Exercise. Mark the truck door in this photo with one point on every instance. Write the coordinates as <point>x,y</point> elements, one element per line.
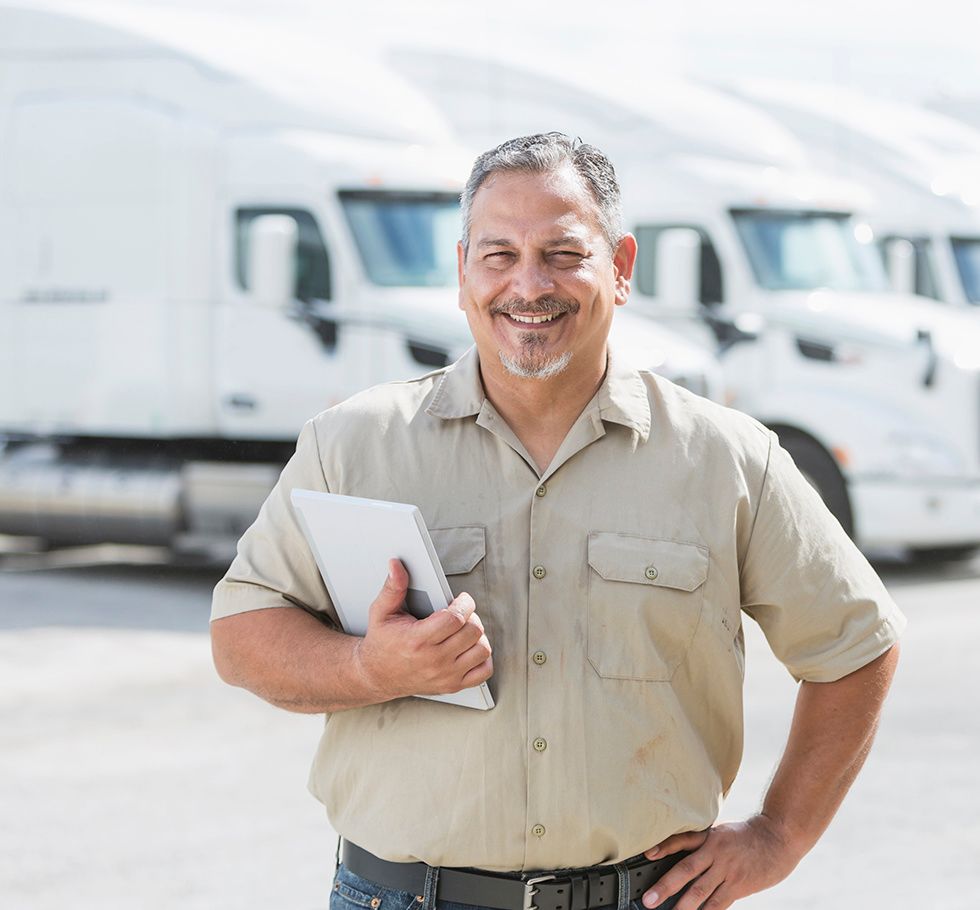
<point>276,367</point>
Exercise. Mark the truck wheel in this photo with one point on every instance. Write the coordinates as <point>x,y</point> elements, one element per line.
<point>824,476</point>
<point>934,555</point>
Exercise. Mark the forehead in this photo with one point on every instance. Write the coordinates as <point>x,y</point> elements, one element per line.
<point>515,203</point>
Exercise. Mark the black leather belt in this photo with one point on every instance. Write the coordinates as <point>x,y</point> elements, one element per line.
<point>579,889</point>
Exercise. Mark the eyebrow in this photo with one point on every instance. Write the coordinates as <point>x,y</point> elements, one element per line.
<point>566,240</point>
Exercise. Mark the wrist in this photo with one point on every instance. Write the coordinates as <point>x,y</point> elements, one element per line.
<point>787,837</point>
<point>369,680</point>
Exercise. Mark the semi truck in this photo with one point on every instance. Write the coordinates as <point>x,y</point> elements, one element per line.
<point>199,250</point>
<point>756,254</point>
<point>921,168</point>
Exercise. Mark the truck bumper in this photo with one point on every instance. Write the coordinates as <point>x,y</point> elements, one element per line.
<point>904,513</point>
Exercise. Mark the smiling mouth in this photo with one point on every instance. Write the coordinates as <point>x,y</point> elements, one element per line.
<point>533,320</point>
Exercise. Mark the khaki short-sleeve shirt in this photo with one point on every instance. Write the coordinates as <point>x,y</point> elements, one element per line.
<point>612,588</point>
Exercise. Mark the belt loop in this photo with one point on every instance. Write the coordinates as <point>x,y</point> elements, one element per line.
<point>429,896</point>
<point>623,896</point>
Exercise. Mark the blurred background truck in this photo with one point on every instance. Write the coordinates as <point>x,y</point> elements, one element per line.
<point>208,234</point>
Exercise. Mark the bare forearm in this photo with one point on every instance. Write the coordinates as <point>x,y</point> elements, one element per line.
<point>831,734</point>
<point>290,659</point>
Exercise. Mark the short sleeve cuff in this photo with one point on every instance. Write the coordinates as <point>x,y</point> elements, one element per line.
<point>872,646</point>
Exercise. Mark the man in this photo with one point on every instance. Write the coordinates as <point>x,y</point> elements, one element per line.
<point>603,531</point>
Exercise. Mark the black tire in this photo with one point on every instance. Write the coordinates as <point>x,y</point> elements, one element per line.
<point>823,474</point>
<point>935,555</point>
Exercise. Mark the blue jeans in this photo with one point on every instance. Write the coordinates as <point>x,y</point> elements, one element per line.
<point>351,892</point>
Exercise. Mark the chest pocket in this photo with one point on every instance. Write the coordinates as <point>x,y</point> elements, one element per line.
<point>461,552</point>
<point>645,602</point>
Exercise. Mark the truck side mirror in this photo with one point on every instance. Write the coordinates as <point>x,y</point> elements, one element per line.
<point>900,265</point>
<point>679,269</point>
<point>272,250</point>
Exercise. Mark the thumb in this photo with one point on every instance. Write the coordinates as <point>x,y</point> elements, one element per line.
<point>391,598</point>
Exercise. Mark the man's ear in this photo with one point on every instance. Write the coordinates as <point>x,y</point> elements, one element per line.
<point>460,269</point>
<point>623,261</point>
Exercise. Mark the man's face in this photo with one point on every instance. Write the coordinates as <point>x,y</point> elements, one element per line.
<point>539,282</point>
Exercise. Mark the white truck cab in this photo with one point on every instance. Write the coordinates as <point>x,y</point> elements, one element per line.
<point>198,252</point>
<point>922,169</point>
<point>875,394</point>
<point>757,257</point>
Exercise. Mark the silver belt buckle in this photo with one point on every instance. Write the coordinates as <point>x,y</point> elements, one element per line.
<point>530,890</point>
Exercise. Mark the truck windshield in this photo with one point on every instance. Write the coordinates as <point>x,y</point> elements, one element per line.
<point>967,253</point>
<point>808,250</point>
<point>405,239</point>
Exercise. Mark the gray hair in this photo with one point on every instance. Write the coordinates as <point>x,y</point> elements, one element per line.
<point>545,153</point>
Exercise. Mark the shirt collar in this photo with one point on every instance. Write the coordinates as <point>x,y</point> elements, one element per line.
<point>622,398</point>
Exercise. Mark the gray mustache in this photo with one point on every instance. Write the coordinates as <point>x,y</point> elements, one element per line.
<point>543,306</point>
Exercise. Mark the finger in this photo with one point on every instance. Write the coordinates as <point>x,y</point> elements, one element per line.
<point>474,656</point>
<point>461,640</point>
<point>701,890</point>
<point>391,597</point>
<point>676,878</point>
<point>463,606</point>
<point>478,674</point>
<point>443,624</point>
<point>688,840</point>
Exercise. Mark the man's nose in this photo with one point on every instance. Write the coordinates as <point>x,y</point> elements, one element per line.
<point>531,280</point>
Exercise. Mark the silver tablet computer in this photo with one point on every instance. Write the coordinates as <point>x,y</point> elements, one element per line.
<point>352,540</point>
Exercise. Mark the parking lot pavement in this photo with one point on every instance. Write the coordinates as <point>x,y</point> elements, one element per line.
<point>130,777</point>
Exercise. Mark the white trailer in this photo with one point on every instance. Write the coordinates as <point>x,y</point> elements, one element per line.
<point>876,394</point>
<point>922,169</point>
<point>198,251</point>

----------------

(Problem to work on):
Could you write out, exactly, each line of the data above from the one containing "Exercise. Mark the silver tablet" through the last, including both?

(Response):
Exercise. Mark the silver tablet computer in this photo with one point on every instance. Write the coordinates as <point>x,y</point> elements, one element per line.
<point>352,540</point>
Exercise. Mark the parking lot pavement in this photo with one point on every instance. Write the coordinates as <point>x,y</point> elements, one element per line.
<point>130,777</point>
Exercise. Mark the white trailer in this photo with one point on every instance. Write the coordinates as <point>x,y</point> elements, one element per line.
<point>876,394</point>
<point>922,169</point>
<point>198,251</point>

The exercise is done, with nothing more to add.